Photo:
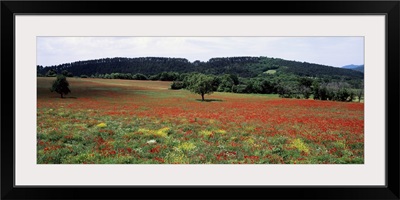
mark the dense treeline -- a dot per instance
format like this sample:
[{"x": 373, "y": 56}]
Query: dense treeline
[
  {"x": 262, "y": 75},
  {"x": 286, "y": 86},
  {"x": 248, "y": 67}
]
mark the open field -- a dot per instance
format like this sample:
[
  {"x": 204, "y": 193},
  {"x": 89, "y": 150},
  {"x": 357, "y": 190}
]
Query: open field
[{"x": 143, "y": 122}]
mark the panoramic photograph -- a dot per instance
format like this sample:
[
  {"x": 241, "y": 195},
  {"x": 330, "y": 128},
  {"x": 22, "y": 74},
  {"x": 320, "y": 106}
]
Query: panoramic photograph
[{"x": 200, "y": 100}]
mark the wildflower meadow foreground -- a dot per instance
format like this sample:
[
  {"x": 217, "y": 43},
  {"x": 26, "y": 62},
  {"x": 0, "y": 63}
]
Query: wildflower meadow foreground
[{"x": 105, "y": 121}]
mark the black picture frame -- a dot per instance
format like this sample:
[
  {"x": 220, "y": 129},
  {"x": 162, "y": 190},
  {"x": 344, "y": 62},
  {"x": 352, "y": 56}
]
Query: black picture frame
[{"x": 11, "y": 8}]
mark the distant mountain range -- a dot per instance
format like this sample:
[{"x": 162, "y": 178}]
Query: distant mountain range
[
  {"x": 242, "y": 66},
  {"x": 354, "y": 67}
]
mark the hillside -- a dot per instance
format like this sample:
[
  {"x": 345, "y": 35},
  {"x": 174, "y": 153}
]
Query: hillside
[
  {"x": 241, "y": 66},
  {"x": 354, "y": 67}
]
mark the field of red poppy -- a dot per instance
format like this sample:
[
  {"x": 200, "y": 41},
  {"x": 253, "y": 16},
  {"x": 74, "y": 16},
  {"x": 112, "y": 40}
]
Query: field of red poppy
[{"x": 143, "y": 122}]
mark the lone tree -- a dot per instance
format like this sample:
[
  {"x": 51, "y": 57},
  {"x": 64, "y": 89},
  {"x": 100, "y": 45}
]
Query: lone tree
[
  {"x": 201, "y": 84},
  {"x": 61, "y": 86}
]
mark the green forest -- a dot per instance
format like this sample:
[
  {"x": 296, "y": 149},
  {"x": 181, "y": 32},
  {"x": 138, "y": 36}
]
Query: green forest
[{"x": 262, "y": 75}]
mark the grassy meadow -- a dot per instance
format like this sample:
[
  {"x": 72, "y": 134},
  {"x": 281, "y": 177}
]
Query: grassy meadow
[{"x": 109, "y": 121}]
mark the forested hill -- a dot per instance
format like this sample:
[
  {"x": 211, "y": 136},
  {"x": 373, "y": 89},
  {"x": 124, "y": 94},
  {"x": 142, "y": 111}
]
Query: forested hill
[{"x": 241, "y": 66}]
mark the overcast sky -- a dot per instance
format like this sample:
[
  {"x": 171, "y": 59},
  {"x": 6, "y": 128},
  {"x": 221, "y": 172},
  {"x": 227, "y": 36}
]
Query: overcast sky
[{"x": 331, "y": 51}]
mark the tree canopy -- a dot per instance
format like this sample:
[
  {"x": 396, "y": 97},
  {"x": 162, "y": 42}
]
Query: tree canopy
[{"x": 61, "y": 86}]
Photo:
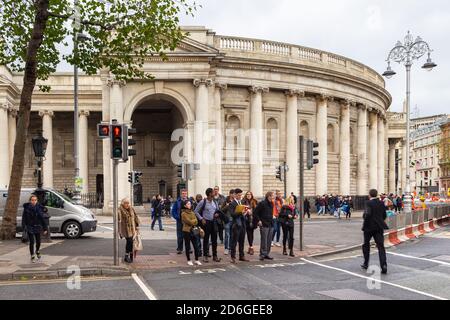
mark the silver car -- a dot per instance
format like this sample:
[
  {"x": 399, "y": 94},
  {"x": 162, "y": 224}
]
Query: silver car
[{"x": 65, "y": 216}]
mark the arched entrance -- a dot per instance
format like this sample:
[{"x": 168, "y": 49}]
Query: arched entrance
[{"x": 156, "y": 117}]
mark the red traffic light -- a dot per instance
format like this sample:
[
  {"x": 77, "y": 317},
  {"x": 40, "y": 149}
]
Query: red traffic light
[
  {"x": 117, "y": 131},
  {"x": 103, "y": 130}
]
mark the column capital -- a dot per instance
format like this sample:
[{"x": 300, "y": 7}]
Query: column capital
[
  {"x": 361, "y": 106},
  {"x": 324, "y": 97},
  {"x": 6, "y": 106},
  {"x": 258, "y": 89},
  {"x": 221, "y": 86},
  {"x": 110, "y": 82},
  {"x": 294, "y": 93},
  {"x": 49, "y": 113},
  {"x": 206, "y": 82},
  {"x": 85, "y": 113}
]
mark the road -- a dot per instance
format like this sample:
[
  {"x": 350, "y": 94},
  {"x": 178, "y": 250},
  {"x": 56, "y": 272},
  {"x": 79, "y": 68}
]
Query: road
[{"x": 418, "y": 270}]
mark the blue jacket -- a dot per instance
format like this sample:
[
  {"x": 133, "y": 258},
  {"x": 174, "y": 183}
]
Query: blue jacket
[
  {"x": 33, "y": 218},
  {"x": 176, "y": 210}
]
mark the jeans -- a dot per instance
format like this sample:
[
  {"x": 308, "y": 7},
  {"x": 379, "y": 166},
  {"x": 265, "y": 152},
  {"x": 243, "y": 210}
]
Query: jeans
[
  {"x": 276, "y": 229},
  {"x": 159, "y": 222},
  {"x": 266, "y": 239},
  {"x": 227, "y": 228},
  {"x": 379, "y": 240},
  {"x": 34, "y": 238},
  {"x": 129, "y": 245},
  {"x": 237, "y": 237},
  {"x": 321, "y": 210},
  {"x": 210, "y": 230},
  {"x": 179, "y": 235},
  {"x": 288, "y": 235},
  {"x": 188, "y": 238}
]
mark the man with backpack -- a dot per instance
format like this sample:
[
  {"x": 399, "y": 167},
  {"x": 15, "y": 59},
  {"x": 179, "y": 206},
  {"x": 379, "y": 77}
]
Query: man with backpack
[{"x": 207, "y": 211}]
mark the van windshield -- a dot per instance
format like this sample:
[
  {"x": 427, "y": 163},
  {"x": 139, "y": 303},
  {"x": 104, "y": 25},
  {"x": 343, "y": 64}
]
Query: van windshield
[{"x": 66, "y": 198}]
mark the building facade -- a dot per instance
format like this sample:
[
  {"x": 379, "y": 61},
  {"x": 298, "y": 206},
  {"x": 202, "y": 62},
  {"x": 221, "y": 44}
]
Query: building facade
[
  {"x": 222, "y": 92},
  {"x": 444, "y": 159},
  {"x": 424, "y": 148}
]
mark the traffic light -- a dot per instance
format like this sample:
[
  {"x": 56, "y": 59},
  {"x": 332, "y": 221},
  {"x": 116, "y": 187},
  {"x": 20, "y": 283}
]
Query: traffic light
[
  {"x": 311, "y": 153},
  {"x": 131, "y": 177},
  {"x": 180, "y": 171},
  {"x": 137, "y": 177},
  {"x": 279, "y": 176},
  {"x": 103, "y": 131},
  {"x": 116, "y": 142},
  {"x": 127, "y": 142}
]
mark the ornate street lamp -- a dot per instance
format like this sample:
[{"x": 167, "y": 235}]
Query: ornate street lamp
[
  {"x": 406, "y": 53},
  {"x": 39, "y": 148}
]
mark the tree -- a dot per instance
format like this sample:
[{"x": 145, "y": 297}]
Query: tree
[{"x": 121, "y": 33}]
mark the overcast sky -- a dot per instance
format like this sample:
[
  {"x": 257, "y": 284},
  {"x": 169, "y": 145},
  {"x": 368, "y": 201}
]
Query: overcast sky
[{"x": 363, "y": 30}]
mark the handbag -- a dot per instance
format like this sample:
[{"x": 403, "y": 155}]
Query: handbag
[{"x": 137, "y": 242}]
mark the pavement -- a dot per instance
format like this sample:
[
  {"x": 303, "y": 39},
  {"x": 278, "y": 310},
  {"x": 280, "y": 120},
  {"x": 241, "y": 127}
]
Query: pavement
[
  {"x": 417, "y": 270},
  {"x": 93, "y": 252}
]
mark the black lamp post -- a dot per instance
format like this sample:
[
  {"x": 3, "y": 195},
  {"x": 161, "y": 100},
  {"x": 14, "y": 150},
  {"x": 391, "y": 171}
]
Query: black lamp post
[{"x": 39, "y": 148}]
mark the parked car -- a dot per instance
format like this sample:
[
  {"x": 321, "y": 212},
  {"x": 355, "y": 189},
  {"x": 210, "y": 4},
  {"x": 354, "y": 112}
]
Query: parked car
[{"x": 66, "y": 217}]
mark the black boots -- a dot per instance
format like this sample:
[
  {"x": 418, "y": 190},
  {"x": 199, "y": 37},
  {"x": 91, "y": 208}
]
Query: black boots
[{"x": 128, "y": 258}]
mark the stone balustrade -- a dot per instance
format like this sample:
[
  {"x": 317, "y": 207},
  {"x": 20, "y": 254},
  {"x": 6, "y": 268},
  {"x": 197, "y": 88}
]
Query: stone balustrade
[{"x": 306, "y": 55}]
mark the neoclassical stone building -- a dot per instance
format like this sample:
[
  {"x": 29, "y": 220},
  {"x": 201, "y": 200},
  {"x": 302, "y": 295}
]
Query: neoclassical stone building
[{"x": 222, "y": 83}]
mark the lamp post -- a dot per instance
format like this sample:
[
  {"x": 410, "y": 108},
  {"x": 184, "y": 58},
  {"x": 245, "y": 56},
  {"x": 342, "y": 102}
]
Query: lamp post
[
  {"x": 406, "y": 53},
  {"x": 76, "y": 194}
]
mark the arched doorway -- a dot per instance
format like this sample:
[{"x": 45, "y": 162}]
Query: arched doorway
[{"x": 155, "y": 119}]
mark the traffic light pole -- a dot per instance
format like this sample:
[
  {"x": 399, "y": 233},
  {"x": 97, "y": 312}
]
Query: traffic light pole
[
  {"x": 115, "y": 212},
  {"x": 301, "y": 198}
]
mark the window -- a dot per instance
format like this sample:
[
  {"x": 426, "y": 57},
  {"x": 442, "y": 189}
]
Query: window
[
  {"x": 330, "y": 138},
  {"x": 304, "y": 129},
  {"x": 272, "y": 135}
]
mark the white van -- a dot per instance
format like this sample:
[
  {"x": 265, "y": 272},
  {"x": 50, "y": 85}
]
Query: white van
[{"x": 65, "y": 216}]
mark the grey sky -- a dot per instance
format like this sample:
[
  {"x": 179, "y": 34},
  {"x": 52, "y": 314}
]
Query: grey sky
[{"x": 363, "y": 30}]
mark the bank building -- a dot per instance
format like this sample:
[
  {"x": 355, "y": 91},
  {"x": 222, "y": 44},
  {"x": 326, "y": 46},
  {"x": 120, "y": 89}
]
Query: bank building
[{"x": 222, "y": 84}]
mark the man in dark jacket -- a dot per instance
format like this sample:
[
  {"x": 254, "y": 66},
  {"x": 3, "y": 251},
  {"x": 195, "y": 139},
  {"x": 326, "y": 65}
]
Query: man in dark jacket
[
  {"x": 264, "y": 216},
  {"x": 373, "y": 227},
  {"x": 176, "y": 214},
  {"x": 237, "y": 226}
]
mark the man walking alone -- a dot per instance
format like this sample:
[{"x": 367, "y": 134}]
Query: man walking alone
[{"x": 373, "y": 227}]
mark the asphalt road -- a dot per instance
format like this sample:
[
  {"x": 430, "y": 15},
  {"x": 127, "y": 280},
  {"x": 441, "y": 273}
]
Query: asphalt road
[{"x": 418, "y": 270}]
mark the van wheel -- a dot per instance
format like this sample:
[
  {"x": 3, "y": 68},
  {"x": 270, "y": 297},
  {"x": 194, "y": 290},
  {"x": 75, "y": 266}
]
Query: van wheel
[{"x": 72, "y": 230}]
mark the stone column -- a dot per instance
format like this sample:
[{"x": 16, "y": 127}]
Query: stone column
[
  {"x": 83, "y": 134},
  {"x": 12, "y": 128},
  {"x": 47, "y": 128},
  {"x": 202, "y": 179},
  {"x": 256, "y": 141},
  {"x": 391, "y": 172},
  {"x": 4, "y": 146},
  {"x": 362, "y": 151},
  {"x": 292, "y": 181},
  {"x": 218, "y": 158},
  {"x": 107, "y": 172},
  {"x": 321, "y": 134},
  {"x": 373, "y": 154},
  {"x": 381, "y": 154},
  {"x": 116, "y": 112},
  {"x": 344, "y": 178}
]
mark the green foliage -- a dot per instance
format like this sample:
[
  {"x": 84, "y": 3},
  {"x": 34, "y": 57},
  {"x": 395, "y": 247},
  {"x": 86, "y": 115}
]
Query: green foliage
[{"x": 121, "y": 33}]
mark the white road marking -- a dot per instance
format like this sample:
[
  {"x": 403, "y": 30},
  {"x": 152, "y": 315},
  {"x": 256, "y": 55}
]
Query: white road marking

========

### Your objective
The lines to quote run from the one containing "mark the green foliage -- a dot per instance" through the final line of the material above; please give them exactly, both ends included, and nothing else.

### Solution for this task
mark the green foliage -- a dot per instance
format like this sample:
[
  {"x": 84, "y": 3},
  {"x": 34, "y": 57},
  {"x": 395, "y": 247},
  {"x": 86, "y": 115}
]
Query: green foliage
[{"x": 121, "y": 33}]
mark the white road marking -- a dot per instance
format like this sample:
[
  {"x": 403, "y": 30},
  {"x": 152, "y": 315},
  {"x": 256, "y": 55}
]
Query: white road marking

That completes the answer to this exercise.